Data entries:

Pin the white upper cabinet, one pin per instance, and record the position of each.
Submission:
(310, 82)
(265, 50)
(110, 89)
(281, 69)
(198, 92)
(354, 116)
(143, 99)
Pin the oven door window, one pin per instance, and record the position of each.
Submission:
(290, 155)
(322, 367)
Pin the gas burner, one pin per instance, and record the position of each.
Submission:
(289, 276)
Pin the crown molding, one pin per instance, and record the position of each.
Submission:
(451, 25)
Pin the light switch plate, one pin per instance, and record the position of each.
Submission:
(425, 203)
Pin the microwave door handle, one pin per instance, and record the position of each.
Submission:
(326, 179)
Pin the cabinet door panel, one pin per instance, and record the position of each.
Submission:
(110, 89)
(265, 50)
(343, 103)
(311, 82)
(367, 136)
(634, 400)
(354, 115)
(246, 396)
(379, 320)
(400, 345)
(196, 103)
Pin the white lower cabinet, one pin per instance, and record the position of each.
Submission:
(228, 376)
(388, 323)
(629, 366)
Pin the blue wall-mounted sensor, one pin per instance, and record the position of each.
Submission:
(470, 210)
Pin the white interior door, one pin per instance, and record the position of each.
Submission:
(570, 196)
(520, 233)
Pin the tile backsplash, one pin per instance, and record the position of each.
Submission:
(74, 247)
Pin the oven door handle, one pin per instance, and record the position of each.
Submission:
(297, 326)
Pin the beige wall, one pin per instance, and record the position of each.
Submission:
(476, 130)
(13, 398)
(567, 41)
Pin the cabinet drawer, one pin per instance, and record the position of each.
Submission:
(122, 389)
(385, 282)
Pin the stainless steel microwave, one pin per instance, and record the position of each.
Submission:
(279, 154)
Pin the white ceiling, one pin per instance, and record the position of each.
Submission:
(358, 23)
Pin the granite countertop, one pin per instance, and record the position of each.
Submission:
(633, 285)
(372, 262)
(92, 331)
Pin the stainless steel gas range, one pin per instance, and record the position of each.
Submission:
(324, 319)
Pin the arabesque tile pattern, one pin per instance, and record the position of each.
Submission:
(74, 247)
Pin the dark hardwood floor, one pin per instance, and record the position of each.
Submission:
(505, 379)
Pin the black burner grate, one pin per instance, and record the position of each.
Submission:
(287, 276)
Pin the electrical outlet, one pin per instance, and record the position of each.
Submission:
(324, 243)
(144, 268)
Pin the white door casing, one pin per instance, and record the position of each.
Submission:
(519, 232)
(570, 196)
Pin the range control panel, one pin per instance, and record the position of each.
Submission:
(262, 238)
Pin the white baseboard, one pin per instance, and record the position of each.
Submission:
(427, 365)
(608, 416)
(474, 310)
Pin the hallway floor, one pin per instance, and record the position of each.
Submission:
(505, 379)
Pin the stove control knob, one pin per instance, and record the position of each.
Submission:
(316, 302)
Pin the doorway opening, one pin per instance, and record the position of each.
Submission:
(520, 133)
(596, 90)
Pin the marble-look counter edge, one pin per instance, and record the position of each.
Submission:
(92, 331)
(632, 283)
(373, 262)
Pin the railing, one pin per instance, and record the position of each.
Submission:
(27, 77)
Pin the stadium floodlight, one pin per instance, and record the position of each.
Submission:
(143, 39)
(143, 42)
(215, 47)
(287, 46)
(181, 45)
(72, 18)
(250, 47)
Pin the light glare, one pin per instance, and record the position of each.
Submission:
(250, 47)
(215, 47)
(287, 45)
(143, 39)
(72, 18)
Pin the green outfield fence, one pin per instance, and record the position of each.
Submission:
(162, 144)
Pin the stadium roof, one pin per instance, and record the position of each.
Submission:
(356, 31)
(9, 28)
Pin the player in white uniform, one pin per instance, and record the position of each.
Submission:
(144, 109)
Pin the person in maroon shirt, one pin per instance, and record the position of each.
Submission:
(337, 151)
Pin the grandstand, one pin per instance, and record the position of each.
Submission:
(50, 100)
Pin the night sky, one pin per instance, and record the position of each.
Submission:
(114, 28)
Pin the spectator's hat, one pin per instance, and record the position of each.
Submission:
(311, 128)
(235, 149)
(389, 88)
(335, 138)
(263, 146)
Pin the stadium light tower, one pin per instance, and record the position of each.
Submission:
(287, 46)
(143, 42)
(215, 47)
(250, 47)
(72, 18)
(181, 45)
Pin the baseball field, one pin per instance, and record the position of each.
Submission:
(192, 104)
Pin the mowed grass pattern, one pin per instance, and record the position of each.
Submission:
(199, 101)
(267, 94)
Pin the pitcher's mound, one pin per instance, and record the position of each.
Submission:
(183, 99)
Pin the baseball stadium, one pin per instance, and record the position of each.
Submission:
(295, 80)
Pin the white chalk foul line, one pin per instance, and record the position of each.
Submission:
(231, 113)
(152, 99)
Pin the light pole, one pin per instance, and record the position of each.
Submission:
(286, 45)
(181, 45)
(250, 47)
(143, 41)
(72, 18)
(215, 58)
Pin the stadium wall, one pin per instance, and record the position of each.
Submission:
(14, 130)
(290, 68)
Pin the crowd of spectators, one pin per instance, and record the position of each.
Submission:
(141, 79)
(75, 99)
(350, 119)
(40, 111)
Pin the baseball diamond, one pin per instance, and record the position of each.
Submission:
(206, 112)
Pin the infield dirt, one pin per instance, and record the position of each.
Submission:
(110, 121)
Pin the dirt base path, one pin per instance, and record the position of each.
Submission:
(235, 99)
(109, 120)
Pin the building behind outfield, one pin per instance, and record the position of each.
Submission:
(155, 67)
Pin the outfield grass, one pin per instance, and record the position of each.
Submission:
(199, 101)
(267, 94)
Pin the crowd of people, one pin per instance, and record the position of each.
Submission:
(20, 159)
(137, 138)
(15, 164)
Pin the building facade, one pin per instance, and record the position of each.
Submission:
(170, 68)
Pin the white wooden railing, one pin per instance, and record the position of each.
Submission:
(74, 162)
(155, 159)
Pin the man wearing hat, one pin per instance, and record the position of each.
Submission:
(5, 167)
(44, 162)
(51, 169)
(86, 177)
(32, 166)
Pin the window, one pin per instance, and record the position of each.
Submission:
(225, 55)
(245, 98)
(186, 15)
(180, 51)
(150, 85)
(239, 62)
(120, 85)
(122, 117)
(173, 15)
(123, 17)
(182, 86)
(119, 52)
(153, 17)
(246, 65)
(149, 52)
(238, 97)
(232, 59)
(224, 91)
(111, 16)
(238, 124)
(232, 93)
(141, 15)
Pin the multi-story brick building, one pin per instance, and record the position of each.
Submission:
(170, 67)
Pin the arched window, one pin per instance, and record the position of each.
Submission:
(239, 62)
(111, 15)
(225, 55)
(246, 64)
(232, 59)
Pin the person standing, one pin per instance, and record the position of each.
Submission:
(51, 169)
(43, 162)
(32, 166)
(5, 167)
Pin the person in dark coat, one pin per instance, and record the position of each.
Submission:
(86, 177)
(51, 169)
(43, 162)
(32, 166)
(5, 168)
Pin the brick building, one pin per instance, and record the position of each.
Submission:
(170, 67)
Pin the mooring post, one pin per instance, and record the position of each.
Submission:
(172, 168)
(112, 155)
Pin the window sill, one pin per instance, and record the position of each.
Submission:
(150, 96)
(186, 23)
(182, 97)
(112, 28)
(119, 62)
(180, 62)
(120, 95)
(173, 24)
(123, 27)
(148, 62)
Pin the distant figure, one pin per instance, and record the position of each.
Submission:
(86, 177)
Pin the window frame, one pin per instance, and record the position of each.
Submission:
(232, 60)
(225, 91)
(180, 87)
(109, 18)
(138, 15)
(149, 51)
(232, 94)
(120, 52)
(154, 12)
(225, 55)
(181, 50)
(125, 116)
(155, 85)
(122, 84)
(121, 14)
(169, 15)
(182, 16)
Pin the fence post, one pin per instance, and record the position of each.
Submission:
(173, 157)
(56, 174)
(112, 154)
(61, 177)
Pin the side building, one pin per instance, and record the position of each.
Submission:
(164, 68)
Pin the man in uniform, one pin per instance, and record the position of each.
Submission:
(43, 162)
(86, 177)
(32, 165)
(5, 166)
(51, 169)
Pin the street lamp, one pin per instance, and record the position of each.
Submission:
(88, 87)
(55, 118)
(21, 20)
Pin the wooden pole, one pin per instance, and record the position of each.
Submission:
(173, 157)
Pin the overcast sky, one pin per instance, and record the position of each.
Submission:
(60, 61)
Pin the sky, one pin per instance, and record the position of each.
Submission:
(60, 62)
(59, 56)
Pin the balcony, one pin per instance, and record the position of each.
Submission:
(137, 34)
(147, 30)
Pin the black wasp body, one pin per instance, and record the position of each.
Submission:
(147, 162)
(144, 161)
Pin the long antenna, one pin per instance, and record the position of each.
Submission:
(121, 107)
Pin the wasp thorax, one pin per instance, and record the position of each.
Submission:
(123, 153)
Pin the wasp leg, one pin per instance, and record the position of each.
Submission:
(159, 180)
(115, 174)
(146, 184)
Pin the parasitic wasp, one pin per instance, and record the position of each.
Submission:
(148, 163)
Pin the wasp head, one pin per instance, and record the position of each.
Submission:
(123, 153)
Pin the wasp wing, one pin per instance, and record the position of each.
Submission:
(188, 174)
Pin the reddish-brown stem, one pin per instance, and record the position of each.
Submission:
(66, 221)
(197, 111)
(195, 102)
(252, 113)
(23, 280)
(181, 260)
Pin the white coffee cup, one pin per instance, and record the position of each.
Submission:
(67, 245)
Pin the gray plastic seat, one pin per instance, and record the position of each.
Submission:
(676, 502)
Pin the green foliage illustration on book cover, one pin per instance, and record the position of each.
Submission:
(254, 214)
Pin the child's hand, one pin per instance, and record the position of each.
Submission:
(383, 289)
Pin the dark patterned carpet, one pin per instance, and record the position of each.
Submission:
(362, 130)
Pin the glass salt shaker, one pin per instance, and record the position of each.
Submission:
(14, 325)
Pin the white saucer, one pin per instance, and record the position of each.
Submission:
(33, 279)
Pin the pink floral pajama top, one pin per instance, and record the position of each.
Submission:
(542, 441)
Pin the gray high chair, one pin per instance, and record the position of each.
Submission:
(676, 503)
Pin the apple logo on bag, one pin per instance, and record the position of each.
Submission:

[REQUIRED TASK]
Give back exactly the lines from the line holding "Pin the wooden" through the last line of the listing, including both.

[TASK ANSWER]
Pin the wooden pole, one pin per instance, and record the position of each.
Submission:
(173, 157)
Pin the overcast sky, one pin per instance, and record the position of each.
Submission:
(60, 61)
Pin the sky, one pin per instance, and record the position of each.
Submission:
(60, 62)
(59, 56)
Pin the balcony, one pin per instance, and record the position of each.
Submission:
(137, 34)
(147, 30)
Pin the black wasp body, one pin per instance, and record the position of each.
Submission:
(147, 162)
(144, 161)
Pin the long antenna, one pin per instance, and record the position of each.
Submission:
(121, 107)
Pin the wasp thorax, one pin per instance, and record the position of each.
Submission:
(123, 153)
Pin the wasp leg, one pin per instance, and record the position of each.
Submission:
(159, 180)
(115, 174)
(146, 184)
Pin the parasitic wasp, one pin per instance, and record the position of each.
Submission:
(148, 163)
Pin the wasp head, one pin per instance, and record the position of each.
Submission:
(123, 153)
Pin the wasp wing, one pin per instance, and record the position of each.
Submission:
(188, 174)
Pin the reddish-brown stem, one pin per instance, and record the position of each.
Submission:
(66, 221)
(197, 111)
(195, 102)
(252, 113)
(23, 280)
(181, 260)
Pin the white coffee cup, one pin per instance, and record the position of each.
Submission:
(67, 245)
Pin the gray plastic seat, one pin per instance, and record the position of each.
Submission:
(676, 502)
Pin the green foliage illustration on book cover, one pin per instance, and record the position of each.
Submission:
(254, 214)
Pin the child's hand, one pin per instance, and record the position of each.
Submission:
(383, 289)
Pin the dark patterned carpet, one pin per instance, and record the position of each.
Submission:
(362, 130)
Pin the glass salt shaker, one pin per instance, and record the position of each.
Submission:
(14, 325)
Pin the white saucer, one pin per instance, and record the position of each.
Submission:
(33, 279)
Pin the pink floral pajama top, one pin per instance, and record the position of each.
Submission:
(542, 441)
Pin the gray high chair, one pin per instance, and record the position of each.
Submission:
(676, 503)
Pin the apple logo on bag, one pin per instance, and record the position of each.
Submission:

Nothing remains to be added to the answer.